The data
[START]

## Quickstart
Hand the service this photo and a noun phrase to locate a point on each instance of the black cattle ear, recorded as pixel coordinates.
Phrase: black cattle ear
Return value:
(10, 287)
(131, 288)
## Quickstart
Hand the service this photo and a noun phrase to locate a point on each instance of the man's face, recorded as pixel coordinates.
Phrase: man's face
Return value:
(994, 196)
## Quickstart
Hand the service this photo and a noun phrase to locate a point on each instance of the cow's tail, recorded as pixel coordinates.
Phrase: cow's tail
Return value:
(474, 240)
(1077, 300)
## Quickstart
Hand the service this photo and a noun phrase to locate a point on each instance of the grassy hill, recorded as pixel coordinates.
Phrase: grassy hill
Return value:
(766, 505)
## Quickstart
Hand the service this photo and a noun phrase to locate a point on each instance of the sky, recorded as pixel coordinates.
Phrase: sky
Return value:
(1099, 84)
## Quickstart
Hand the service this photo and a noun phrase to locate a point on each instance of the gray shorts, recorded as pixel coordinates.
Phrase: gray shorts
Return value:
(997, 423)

[END]
[START]

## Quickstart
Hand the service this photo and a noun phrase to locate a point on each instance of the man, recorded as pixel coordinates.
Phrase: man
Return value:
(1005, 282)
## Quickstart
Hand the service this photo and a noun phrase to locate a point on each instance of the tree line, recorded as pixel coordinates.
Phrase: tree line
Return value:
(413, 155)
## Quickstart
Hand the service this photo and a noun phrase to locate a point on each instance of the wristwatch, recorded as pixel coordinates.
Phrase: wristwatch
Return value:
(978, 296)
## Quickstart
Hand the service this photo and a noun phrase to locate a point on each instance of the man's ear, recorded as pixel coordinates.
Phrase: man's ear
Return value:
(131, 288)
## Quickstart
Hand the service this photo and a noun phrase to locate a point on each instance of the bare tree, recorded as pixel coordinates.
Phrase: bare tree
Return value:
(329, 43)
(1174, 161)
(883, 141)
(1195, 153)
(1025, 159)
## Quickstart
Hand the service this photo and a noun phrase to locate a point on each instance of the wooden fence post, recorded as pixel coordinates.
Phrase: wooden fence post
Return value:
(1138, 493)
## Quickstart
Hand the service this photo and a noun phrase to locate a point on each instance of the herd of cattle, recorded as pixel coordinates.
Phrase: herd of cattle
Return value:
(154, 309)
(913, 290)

[END]

What you will do
Go through both blocks of entries above and copy out only the lines that contain the word "hill".

The answer
Hand the service this photo and a noun phrase to locate a point on each instance of the grassy hill, recorded as pixel coordinates.
Phrase: grassy hill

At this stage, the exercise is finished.